+++ SOURCE PASSAGE +++

One of the least reported and most consequential political statements of recent years was New Orleans Mayor Ray Nagin's "I have confidence that our citizens can decide intelligently for themselves where they want to rebuild, once presented with the facts."
That was March 2006. Mr. Nagin was running for re-election and his solomonic "rebuild at your own risk" was meant to shield him from charges that he was giving up on low-lying parts of the city occupied (at least in legend) by the poor, working class and black. Tens of billions in federal aid later, an Associated Press round-up last week cited Tulane geographer Richard Campanella to the effect that "time, weather patterns and the insurance market will prove the folly of allowing people to reoccupy the city's old footprint."
What's true of New Orleans is true of the entire gulf coast, increasingly a government subsidized set of bowling pins in the path of inevitable hurricanes.
But this year's Katrina is the housing market, in what seems to be an annual "crisis" that requires heroic federal exertions to relieve Americans of the consequences of their own choices.

+++

Reproduce the passage on rebuilding New Orleans after Katrina word for word, in full.

+++ DATA SHOWN +++

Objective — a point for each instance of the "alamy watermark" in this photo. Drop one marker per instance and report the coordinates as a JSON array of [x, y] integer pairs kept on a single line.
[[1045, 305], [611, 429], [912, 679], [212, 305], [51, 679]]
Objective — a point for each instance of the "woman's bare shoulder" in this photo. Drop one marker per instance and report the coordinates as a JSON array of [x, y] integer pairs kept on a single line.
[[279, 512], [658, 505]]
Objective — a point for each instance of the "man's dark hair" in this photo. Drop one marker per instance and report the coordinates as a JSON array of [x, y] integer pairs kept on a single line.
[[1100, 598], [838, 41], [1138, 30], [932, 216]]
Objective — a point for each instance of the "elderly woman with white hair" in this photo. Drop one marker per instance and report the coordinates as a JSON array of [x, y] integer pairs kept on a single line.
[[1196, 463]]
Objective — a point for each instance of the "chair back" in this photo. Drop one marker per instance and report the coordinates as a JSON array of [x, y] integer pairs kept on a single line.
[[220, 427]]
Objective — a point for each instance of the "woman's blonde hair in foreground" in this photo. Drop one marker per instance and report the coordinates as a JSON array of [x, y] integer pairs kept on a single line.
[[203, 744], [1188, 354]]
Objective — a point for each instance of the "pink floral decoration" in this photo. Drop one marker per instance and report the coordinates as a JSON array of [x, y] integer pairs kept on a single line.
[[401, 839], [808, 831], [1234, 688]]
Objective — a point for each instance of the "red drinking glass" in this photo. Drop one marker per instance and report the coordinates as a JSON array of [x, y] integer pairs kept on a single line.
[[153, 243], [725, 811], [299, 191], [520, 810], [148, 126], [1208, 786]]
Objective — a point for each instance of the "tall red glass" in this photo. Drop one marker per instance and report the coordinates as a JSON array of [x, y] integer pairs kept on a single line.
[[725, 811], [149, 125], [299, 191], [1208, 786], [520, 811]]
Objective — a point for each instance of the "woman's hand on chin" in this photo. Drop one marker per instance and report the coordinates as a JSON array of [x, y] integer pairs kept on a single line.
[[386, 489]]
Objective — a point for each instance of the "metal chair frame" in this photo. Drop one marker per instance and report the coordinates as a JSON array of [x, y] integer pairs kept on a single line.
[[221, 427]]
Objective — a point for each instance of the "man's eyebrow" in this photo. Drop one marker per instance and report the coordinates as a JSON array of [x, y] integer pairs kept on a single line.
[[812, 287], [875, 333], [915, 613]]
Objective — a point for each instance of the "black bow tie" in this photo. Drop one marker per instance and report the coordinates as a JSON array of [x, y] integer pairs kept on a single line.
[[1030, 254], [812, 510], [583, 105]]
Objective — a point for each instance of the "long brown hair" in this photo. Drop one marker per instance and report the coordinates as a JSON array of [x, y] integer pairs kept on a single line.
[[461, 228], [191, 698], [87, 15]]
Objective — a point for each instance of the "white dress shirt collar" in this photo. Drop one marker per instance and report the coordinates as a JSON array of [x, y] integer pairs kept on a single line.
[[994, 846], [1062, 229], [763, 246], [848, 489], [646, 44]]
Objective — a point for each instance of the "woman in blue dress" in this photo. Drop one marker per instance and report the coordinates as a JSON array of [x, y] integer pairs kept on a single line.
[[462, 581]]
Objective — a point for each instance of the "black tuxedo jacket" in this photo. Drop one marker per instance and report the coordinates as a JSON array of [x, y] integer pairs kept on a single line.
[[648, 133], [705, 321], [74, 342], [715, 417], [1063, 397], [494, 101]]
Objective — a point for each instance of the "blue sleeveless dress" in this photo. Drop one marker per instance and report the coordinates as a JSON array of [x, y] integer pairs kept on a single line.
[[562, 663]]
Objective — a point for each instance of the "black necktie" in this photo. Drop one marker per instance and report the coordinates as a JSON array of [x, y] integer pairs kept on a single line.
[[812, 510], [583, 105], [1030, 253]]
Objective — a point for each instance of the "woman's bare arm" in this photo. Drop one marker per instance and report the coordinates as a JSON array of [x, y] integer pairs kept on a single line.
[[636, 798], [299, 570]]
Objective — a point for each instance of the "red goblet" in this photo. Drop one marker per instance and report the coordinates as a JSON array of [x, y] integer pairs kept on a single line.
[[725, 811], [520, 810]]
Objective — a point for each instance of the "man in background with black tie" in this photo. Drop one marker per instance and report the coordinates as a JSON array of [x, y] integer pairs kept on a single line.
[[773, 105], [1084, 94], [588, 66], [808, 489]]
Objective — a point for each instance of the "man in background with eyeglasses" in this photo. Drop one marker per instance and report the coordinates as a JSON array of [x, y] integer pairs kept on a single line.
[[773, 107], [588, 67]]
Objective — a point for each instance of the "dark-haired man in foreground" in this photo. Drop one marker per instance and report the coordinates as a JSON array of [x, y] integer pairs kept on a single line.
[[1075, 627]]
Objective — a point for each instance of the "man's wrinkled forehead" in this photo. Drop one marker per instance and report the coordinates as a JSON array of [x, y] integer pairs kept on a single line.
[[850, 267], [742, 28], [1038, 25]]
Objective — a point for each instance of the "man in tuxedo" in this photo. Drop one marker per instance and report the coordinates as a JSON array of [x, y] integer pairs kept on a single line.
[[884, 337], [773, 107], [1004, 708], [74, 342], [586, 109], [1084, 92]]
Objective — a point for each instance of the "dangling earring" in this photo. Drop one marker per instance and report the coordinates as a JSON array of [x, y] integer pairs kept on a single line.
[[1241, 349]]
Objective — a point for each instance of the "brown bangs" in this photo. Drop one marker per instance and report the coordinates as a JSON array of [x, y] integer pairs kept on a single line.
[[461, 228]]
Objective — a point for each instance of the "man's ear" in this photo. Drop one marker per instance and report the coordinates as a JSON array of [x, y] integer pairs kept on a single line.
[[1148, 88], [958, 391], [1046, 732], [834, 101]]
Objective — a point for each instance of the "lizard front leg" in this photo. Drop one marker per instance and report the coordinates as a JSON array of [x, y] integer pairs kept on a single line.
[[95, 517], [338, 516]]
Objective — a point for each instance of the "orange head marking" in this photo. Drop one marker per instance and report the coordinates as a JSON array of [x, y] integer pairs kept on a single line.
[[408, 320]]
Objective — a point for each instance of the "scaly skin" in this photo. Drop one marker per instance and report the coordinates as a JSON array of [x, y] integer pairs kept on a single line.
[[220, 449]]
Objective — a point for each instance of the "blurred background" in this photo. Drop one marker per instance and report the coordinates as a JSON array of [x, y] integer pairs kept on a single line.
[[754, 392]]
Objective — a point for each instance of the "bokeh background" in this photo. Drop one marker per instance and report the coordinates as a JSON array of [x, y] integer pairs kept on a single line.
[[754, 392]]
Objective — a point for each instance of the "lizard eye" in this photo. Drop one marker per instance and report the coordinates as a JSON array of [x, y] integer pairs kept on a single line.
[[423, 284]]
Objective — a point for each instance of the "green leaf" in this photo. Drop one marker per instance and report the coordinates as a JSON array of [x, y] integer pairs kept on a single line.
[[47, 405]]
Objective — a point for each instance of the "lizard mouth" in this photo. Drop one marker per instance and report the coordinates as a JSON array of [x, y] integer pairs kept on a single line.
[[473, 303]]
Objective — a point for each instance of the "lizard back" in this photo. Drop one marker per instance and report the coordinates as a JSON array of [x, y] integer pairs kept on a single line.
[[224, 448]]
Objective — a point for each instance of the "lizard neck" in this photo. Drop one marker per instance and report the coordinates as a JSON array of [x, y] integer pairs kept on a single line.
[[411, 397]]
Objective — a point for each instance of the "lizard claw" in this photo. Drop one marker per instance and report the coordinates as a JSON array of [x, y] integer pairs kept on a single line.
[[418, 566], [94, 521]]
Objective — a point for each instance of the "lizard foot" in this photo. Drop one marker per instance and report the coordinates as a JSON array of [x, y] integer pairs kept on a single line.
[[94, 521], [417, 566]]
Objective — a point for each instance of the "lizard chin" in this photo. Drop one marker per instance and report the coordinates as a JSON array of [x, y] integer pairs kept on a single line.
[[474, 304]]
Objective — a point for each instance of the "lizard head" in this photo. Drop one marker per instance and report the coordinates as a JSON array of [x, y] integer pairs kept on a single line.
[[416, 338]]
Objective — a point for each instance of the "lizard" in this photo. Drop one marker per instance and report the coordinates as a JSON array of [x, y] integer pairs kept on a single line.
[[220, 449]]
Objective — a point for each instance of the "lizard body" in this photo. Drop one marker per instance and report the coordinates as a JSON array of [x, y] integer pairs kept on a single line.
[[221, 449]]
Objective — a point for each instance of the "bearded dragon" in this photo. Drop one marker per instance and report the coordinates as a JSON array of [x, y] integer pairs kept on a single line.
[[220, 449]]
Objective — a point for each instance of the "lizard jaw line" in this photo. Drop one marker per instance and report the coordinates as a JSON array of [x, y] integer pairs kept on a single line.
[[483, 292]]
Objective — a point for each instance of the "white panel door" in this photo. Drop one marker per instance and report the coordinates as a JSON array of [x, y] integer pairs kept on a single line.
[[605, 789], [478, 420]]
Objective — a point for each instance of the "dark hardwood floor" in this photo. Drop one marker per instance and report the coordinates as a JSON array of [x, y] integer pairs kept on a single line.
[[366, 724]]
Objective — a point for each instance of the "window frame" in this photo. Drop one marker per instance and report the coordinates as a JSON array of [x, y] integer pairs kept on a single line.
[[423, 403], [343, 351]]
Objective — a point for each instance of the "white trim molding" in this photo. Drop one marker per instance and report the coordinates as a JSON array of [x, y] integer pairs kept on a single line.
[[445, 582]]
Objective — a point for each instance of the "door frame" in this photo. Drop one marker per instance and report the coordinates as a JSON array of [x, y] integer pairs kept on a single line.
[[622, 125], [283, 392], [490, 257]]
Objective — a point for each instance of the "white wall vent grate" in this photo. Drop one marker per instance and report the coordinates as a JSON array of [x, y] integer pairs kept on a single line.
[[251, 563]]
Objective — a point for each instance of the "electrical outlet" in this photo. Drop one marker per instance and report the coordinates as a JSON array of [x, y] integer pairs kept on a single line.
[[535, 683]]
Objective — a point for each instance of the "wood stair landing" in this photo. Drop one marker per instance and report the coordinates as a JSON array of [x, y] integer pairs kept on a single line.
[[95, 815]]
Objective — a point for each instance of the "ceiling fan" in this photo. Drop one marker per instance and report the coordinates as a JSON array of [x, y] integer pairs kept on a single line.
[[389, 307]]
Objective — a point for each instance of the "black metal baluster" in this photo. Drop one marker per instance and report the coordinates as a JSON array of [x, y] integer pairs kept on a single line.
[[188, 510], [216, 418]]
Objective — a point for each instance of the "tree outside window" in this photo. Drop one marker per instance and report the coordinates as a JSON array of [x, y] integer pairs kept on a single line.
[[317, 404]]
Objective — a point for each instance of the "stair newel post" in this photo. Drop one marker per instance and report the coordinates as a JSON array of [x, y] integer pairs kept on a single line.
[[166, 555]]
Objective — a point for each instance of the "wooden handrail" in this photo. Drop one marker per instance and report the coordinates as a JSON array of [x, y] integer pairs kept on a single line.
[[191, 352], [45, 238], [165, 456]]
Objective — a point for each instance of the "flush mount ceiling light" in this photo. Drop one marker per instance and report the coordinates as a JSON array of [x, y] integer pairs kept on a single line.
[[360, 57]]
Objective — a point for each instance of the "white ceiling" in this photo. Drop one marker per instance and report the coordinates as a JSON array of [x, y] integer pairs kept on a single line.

+++

[REPLY]
One of the least reported and most consequential political statements of recent years was New Orleans Mayor Ray Nagin's "I have confidence that our citizens can decide intelligently for themselves where they want to rebuild, once presented with the facts."
That was March 2006. Mr. Nagin was running for re-election and his solomonic "rebuild at your own risk" was meant to shield him from charges that he was giving up on low-lying parts of the city occupied (at least in legend) by the poor, working class and black. Tens of billions in federal aid later, an Associated Press round-up last week cited Tulane geographer Richard Campanella to the effect that "time, weather patterns and the insurance market will prove the folly of allowing people to reoccupy the city's old footprint."
What's true of New Orleans is true of the entire gulf coast, increasingly a government subsidized set of bowling pins in the path of inevitable hurricanes.
But this year's Katrina is the housing market, in what seems to be an annual "crisis" that requires heroic federal exertions to relieve Americans of the consequences of their own choices.